Supplied entries>
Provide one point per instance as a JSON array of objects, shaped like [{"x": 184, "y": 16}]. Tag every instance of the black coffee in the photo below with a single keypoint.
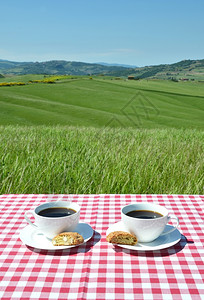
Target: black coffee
[
  {"x": 144, "y": 214},
  {"x": 56, "y": 212}
]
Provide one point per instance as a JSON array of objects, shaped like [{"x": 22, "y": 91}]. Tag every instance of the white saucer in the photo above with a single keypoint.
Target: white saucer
[
  {"x": 32, "y": 237},
  {"x": 161, "y": 242}
]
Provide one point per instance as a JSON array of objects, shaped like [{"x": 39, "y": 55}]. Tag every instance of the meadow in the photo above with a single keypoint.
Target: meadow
[{"x": 101, "y": 135}]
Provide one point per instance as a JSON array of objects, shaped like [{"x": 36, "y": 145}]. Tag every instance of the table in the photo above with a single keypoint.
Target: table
[{"x": 97, "y": 269}]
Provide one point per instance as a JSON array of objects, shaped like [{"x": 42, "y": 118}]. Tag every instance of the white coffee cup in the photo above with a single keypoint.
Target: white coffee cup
[
  {"x": 50, "y": 226},
  {"x": 147, "y": 230}
]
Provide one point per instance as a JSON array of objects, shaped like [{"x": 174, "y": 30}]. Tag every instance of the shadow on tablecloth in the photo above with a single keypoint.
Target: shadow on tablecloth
[
  {"x": 84, "y": 248},
  {"x": 163, "y": 252}
]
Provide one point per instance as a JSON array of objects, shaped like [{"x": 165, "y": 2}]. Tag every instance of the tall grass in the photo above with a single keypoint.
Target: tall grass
[{"x": 60, "y": 159}]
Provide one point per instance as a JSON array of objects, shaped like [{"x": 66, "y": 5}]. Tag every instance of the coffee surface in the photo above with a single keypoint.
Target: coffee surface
[
  {"x": 56, "y": 212},
  {"x": 144, "y": 214}
]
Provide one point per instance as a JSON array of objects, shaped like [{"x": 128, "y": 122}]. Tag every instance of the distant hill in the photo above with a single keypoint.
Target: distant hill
[{"x": 185, "y": 69}]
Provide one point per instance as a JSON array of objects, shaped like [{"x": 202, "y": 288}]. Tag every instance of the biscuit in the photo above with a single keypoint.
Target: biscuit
[
  {"x": 67, "y": 239},
  {"x": 121, "y": 237}
]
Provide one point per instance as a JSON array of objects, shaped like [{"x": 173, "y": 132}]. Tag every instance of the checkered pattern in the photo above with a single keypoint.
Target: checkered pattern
[{"x": 97, "y": 270}]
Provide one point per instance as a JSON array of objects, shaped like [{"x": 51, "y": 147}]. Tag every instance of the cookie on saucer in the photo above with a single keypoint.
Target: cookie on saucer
[
  {"x": 121, "y": 237},
  {"x": 68, "y": 239}
]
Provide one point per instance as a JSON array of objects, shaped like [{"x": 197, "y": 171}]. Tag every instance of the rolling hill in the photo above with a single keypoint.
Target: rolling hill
[
  {"x": 99, "y": 102},
  {"x": 186, "y": 69}
]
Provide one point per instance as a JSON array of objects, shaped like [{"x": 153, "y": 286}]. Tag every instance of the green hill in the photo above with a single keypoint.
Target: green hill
[
  {"x": 186, "y": 69},
  {"x": 101, "y": 135},
  {"x": 97, "y": 102}
]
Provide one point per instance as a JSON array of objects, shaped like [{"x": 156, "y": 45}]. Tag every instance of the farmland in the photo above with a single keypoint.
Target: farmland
[{"x": 101, "y": 135}]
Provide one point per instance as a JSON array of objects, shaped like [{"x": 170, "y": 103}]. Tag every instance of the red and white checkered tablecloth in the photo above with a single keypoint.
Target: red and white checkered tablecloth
[{"x": 97, "y": 269}]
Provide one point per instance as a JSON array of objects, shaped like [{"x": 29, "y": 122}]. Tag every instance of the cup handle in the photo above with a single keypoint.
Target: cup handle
[
  {"x": 28, "y": 220},
  {"x": 175, "y": 227}
]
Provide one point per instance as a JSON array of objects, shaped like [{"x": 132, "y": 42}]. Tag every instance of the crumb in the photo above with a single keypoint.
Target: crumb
[
  {"x": 121, "y": 237},
  {"x": 67, "y": 239}
]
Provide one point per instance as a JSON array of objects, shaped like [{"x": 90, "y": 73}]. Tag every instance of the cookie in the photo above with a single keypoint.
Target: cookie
[
  {"x": 121, "y": 237},
  {"x": 67, "y": 239}
]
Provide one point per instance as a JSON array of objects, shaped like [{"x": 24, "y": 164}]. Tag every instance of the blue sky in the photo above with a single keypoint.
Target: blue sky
[{"x": 135, "y": 32}]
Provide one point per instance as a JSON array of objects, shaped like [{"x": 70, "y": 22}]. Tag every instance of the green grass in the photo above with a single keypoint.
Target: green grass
[
  {"x": 89, "y": 160},
  {"x": 98, "y": 102}
]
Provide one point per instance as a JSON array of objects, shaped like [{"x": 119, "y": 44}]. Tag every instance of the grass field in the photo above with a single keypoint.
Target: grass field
[
  {"x": 88, "y": 160},
  {"x": 98, "y": 102},
  {"x": 100, "y": 135}
]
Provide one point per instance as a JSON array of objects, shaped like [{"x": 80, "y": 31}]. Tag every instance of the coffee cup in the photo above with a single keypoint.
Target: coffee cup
[
  {"x": 147, "y": 221},
  {"x": 52, "y": 218}
]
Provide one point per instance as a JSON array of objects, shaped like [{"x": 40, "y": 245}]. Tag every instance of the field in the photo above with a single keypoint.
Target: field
[{"x": 102, "y": 135}]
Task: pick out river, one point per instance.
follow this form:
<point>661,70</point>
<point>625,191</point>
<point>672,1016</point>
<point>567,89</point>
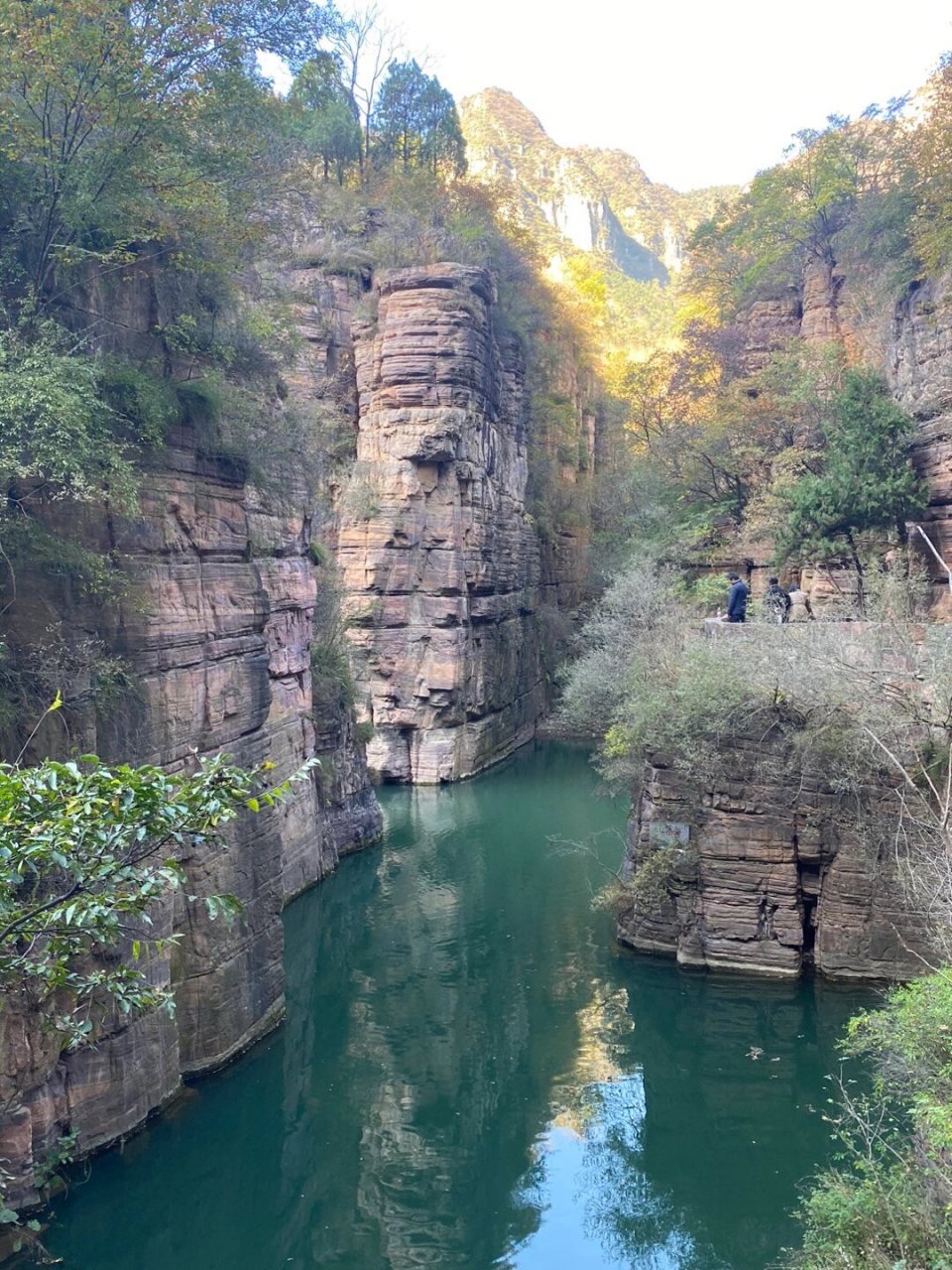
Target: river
<point>472,1076</point>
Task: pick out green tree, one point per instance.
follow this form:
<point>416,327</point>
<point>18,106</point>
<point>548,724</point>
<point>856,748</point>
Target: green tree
<point>112,118</point>
<point>888,1203</point>
<point>327,119</point>
<point>794,212</point>
<point>862,480</point>
<point>416,122</point>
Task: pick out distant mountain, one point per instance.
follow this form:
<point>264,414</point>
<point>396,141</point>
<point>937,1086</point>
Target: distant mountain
<point>583,198</point>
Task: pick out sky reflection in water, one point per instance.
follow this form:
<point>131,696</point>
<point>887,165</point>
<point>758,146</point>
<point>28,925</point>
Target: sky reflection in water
<point>471,1076</point>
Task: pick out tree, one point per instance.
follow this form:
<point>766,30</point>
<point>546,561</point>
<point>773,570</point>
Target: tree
<point>85,853</point>
<point>930,160</point>
<point>861,480</point>
<point>794,212</point>
<point>327,116</point>
<point>416,123</point>
<point>103,107</point>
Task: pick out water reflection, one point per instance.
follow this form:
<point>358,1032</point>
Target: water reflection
<point>470,1078</point>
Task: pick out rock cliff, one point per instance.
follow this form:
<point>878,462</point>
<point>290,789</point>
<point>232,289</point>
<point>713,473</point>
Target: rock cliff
<point>440,563</point>
<point>584,198</point>
<point>216,635</point>
<point>770,883</point>
<point>919,367</point>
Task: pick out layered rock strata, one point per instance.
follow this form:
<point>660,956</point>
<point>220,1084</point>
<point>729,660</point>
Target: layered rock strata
<point>439,561</point>
<point>217,635</point>
<point>919,367</point>
<point>767,885</point>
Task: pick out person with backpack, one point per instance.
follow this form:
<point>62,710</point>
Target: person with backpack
<point>777,602</point>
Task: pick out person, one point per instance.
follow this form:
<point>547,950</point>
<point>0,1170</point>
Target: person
<point>800,610</point>
<point>737,599</point>
<point>777,602</point>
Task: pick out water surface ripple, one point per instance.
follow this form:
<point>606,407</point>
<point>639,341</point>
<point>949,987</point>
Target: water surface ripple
<point>471,1076</point>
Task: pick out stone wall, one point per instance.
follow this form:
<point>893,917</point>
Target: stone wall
<point>919,368</point>
<point>440,563</point>
<point>216,634</point>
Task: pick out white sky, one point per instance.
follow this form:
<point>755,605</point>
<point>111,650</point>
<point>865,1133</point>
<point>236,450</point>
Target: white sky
<point>701,91</point>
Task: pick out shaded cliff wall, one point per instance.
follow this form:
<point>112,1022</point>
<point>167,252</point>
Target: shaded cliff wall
<point>440,563</point>
<point>771,881</point>
<point>216,634</point>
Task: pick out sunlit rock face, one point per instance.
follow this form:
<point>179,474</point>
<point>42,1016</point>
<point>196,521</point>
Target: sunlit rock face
<point>919,366</point>
<point>438,558</point>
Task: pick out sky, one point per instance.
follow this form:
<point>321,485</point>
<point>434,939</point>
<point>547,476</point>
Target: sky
<point>701,91</point>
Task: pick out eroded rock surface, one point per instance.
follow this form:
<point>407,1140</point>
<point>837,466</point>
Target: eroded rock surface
<point>217,635</point>
<point>769,883</point>
<point>439,561</point>
<point>919,367</point>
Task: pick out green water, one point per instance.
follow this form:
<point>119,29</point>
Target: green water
<point>471,1076</point>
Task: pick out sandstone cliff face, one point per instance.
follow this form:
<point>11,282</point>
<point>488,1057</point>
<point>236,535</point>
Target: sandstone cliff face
<point>216,634</point>
<point>585,198</point>
<point>439,562</point>
<point>769,883</point>
<point>919,367</point>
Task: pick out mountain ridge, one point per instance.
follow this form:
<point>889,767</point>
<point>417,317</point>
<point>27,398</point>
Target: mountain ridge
<point>581,198</point>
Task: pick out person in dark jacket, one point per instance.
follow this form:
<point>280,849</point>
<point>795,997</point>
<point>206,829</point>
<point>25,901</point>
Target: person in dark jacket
<point>777,602</point>
<point>737,599</point>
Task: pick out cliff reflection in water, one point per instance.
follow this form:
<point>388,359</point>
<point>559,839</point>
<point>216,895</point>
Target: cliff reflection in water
<point>471,1078</point>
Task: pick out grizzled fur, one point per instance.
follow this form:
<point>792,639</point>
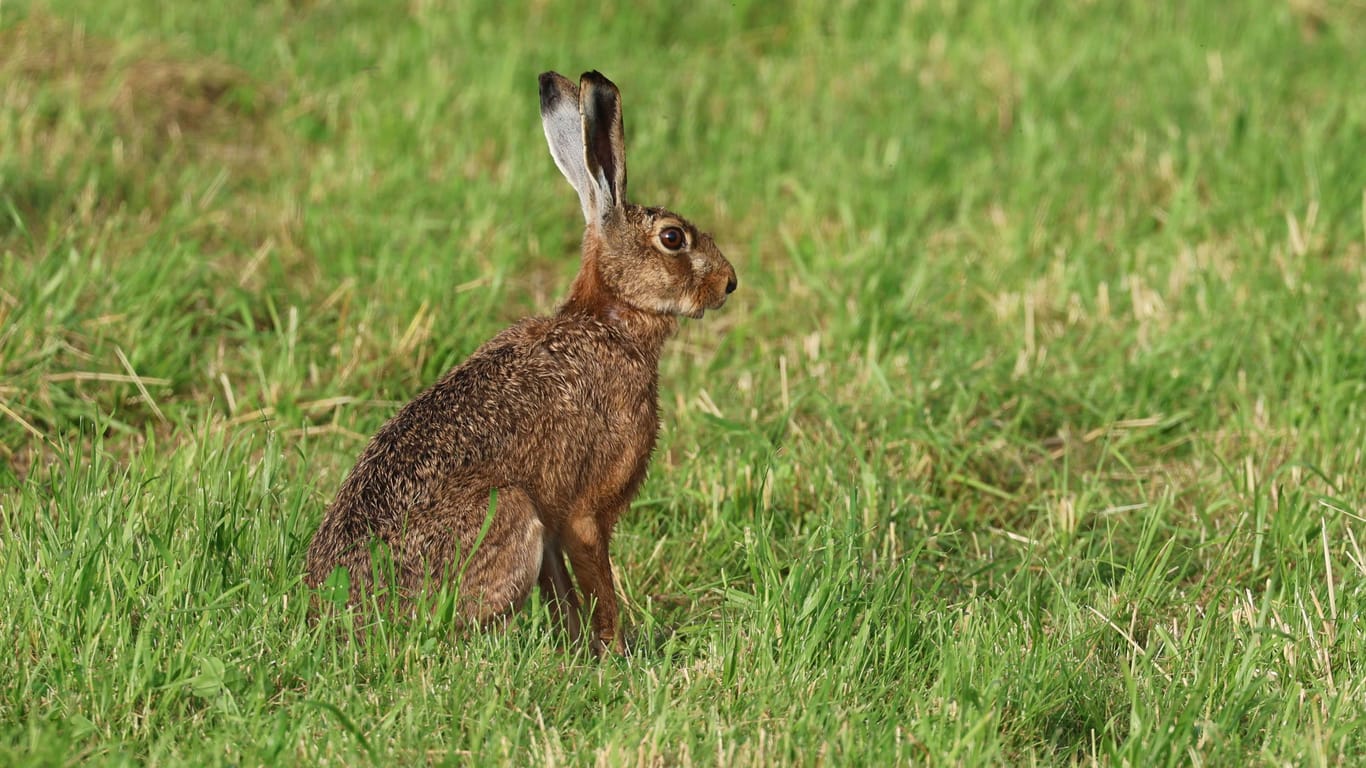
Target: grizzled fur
<point>556,414</point>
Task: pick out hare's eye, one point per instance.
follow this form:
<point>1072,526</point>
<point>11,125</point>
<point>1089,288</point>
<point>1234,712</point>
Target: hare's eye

Aim of the exercise>
Nothing but the lines from the one with "<point>547,476</point>" through the last line of the records should appear in your answer, each exactly as written and without pictures.

Result of this task>
<point>547,476</point>
Target: sky
<point>701,91</point>
Task: pick out eroded rock surface, one point per instance.
follow this form:
<point>407,1140</point>
<point>837,466</point>
Target: eroded rock surface
<point>217,635</point>
<point>769,883</point>
<point>439,561</point>
<point>919,367</point>
Task: pick out green water, one point per instance.
follow this form:
<point>119,29</point>
Target: green water
<point>471,1076</point>
Task: pick out sandstone cliff face, one point per instance.
follow this form:
<point>11,282</point>
<point>488,1057</point>
<point>236,535</point>
Target: sandstone cliff face
<point>216,634</point>
<point>585,198</point>
<point>439,562</point>
<point>769,883</point>
<point>919,367</point>
Task: pick out mountain ridge, one point per instance.
follow this form:
<point>889,767</point>
<point>417,317</point>
<point>27,398</point>
Target: mountain ridge
<point>581,198</point>
Task: pick out person in dark jacket, one point per instance.
follow this form:
<point>280,849</point>
<point>795,997</point>
<point>206,829</point>
<point>25,901</point>
Target: person in dark jacket
<point>777,602</point>
<point>737,599</point>
Task: pick out cliff reflection in water, one point per instance.
follow this form:
<point>388,359</point>
<point>559,839</point>
<point>216,895</point>
Target: cliff reflection in water
<point>471,1078</point>
Task: pick out grizzled fur, one point per instance.
follow this form:
<point>792,639</point>
Target: grizzled fur
<point>556,414</point>
Task: pick out hare's eye, one point per instance.
follow this form:
<point>1072,526</point>
<point>11,125</point>
<point>1089,288</point>
<point>1234,712</point>
Target: hare's eye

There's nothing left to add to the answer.